Records provided below:

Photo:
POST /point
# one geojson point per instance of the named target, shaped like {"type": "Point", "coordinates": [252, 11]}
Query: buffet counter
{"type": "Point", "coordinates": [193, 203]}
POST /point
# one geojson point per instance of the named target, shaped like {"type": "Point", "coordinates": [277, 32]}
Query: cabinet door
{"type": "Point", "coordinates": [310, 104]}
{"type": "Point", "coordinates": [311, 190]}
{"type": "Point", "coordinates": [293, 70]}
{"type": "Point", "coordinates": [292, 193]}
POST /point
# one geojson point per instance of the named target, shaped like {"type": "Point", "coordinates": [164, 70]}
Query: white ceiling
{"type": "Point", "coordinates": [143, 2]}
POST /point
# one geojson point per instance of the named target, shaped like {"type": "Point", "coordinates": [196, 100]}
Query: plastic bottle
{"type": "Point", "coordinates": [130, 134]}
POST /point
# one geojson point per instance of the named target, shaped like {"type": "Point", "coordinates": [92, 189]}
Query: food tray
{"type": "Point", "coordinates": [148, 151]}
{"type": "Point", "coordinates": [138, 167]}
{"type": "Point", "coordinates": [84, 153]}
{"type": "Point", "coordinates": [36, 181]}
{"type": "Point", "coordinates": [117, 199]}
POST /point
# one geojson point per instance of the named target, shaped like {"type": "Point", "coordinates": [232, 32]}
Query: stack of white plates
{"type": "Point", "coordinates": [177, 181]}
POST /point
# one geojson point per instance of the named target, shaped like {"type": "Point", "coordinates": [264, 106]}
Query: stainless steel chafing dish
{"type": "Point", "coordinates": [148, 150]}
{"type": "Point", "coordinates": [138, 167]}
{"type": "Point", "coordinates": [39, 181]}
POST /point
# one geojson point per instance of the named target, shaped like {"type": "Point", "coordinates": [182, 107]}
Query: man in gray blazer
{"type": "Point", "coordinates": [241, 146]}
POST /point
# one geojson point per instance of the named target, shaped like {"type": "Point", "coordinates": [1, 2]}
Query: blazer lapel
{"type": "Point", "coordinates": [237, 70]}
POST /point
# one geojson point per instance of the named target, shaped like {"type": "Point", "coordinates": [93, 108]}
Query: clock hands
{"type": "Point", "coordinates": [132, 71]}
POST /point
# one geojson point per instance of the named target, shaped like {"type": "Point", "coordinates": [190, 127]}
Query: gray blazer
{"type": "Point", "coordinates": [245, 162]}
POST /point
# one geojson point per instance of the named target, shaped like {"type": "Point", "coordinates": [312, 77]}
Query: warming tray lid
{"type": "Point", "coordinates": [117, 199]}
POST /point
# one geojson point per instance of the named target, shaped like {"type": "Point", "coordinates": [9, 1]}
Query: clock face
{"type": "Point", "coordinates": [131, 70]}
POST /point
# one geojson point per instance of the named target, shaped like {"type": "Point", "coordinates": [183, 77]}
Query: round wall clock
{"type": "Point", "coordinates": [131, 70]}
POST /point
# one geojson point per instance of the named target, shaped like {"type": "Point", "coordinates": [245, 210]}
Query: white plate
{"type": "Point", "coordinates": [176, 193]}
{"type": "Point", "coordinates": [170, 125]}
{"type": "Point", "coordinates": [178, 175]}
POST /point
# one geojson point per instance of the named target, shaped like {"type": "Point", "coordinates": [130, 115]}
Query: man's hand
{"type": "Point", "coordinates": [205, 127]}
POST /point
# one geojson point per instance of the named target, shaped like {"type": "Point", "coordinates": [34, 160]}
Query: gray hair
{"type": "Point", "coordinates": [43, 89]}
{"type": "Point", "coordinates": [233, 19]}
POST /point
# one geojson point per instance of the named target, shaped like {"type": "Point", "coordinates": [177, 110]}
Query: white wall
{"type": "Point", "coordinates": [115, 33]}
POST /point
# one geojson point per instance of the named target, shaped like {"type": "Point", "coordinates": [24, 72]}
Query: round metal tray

End of Records provided.

• Instructions for the task: Write out the full set of records exactly as given.

• Written response:
Photo:
POST /point
# one geojson point per instance of the named target, shaped like {"type": "Point", "coordinates": [252, 11]}
Query: buffet counter
{"type": "Point", "coordinates": [193, 203]}
POST /point
# one geojson point per instance of the named target, shaped like {"type": "Point", "coordinates": [277, 32]}
Query: cabinet door
{"type": "Point", "coordinates": [310, 104]}
{"type": "Point", "coordinates": [311, 190]}
{"type": "Point", "coordinates": [293, 70]}
{"type": "Point", "coordinates": [292, 193]}
POST /point
# one geojson point per instance of the named target, shaped like {"type": "Point", "coordinates": [164, 70]}
Query: white ceiling
{"type": "Point", "coordinates": [143, 2]}
POST /point
# one geojson point per instance of the named target, shaped like {"type": "Point", "coordinates": [196, 100]}
Query: plastic bottle
{"type": "Point", "coordinates": [130, 134]}
POST /point
# one geojson point per instance of the named target, shaped like {"type": "Point", "coordinates": [92, 189]}
Query: food tray
{"type": "Point", "coordinates": [148, 151]}
{"type": "Point", "coordinates": [138, 167]}
{"type": "Point", "coordinates": [84, 153]}
{"type": "Point", "coordinates": [36, 181]}
{"type": "Point", "coordinates": [117, 199]}
POST /point
# one geojson point per instance of the named target, shaped like {"type": "Point", "coordinates": [232, 32]}
Query: stack of white plates
{"type": "Point", "coordinates": [177, 181]}
POST /point
# one geojson point per instance of the named target, shaped like {"type": "Point", "coordinates": [264, 106]}
Query: stainless steel chafing dish
{"type": "Point", "coordinates": [148, 150]}
{"type": "Point", "coordinates": [138, 167]}
{"type": "Point", "coordinates": [39, 181]}
POST /point
# one geojson point per instance of the named target, shaped like {"type": "Point", "coordinates": [182, 107]}
Query: man in gray blazer
{"type": "Point", "coordinates": [241, 146]}
POST /point
# one geojson point per instance of the named target, shaped like {"type": "Point", "coordinates": [1, 2]}
Query: blazer lapel
{"type": "Point", "coordinates": [237, 70]}
POST /point
# one geojson point per instance of the named target, shaped like {"type": "Point", "coordinates": [93, 108]}
Query: clock hands
{"type": "Point", "coordinates": [132, 71]}
POST /point
# one geojson point per instance of the named target, shaped like {"type": "Point", "coordinates": [190, 127]}
Query: gray blazer
{"type": "Point", "coordinates": [245, 162]}
POST /point
# one geojson point per instance of the named target, shaped like {"type": "Point", "coordinates": [312, 77]}
Query: warming tray lid
{"type": "Point", "coordinates": [117, 199]}
POST /point
# one geojson point per instance of the named target, shaped like {"type": "Point", "coordinates": [9, 1]}
Query: clock face
{"type": "Point", "coordinates": [131, 70]}
POST /point
# one geojson point per instance of the named target, shaped like {"type": "Point", "coordinates": [183, 77]}
Query: round wall clock
{"type": "Point", "coordinates": [131, 70]}
POST /point
# one geojson point per instance of the named target, shaped like {"type": "Point", "coordinates": [245, 210]}
Query: white plate
{"type": "Point", "coordinates": [176, 193]}
{"type": "Point", "coordinates": [170, 125]}
{"type": "Point", "coordinates": [178, 175]}
POST /point
# one geojson point per instance of the named target, shaped like {"type": "Point", "coordinates": [130, 115]}
Query: man's hand
{"type": "Point", "coordinates": [205, 127]}
POST /point
# one geojson point per instance of the named target, shaped like {"type": "Point", "coordinates": [34, 160]}
Query: gray hair
{"type": "Point", "coordinates": [43, 89]}
{"type": "Point", "coordinates": [233, 19]}
POST /point
# one geojson point per instance of the named target, shaped like {"type": "Point", "coordinates": [177, 110]}
Query: white wall
{"type": "Point", "coordinates": [115, 33]}
POST /point
# one geojson point per instance of the named target, shaped like {"type": "Point", "coordinates": [24, 72]}
Query: round metal tray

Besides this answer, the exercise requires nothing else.